• _Text passage_

# CS4270 Gaze Lab - Analysis of gaze patterns

This notebook will show you how to analyze gaze data using video fragments of conversations obtained from the IFADV corpus.
The raw ELAN files are already processed into JSON files for you to work with.

All necessary data processing steps are already implemented for you, such that you can focus on analyzing the data.
You will need the following packages installed in your Jupyter environment: tqdm, matplotlib, scipy, numpy.


## 1. Data processing

Everything in this section is already implemented.
You need to thoroughly understand what happens here in order to be able to make an analysis.
It may also be useful to add helper functions in this section to easen your analysis.

### 1.1 Configure Global Variables


In [1]:
# Configure target files used in the analysis.

• _Direction 1_
For each statement, say whether it agrees with the gaze lab notebook, answering yes or no and quoting the words that decide it: (a) The raw ELAN files have already been converted into JSON files. (b) The packages the reader needs include pandas. (c) The reader must implement the steps in the data processing section.
• _Direction 2_
Reproduce the part of the gaze lab notebook that opens with the words containing "It may also" and closes with "in the analysis.".
The lines that follow have no connection to the gaze lab notebook.

• _Given information_
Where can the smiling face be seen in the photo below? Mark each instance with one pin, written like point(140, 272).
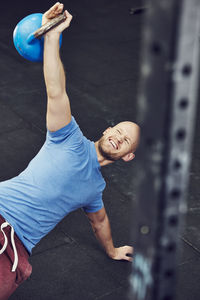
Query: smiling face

• _Exercise output 1_
(a) Yes: "The raw ELAN files are already processed into JSON files for you to work with."
(b) No: "You will need the following packages installed in your Jupyter environment: tqdm, matplotlib, scipy, numpy."
(c) No: "Everything in this section is already implemented."

• _Exercise output 2_
It may also be useful to add helper functions in this section to easen your analysis.

### 1.1 Configure Global Variables


In [1]:
# Configure target files used in the analysis.